▸ What is expected: Write out, word for word, the stretch of the fisheries career interview from "What do you" through "important to me.".

▸ Passage to read:

Describe the process of finding your first job.

I looked for networking opportunities through relevant organizations such as the American Fisheries Society and applied for several jobs I discovered through that process.  My advisor was also instrumental in helping me find an appropriate career path.

Briefly describe a typical day at your job.

My days are ever-changing as my responsibilities are vast.  Part of a day includes administrative duties which require a lot of time directing staff personally or through electronic correspondence followed with time designing, directing, and implementing field activites. 

What do you enjoy most about your job?

It is gratifying to spend time with professionals as we work as a team to benefit fisheries management and conservation across the region.  I believe our work benefits society and making a positive mark is important to me. 

What are the most challenging aspects of your job?

There are many constraints to success and it is challenging to balance each.

What advice would you give someone interested in your field?

Carefully evaluate yourself.  You need to be humble, have a positive, selfless attitude and willing to work a long career for minimal compensation. 

What were the stepping stones that led to your current career?

Volunteer, accept leadership roles when appropriate, never stop learning, broaden yourself, accept temporary employment, and look for opportunities to expand yourself professionally and personally.

▸ Dataset content:
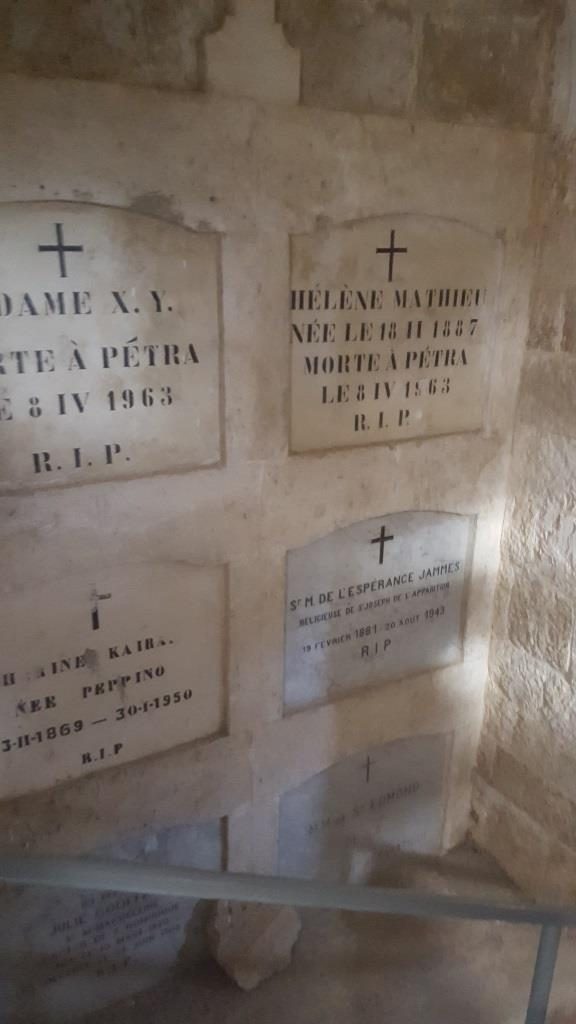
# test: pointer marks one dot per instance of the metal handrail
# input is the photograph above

▸ The response:
What do you enjoy most about your job?

It is gratifying to spend time with professionals as we work as a team to benefit fisheries management and conservation across the region.  I believe our work benefits society and making a positive mark is important to me.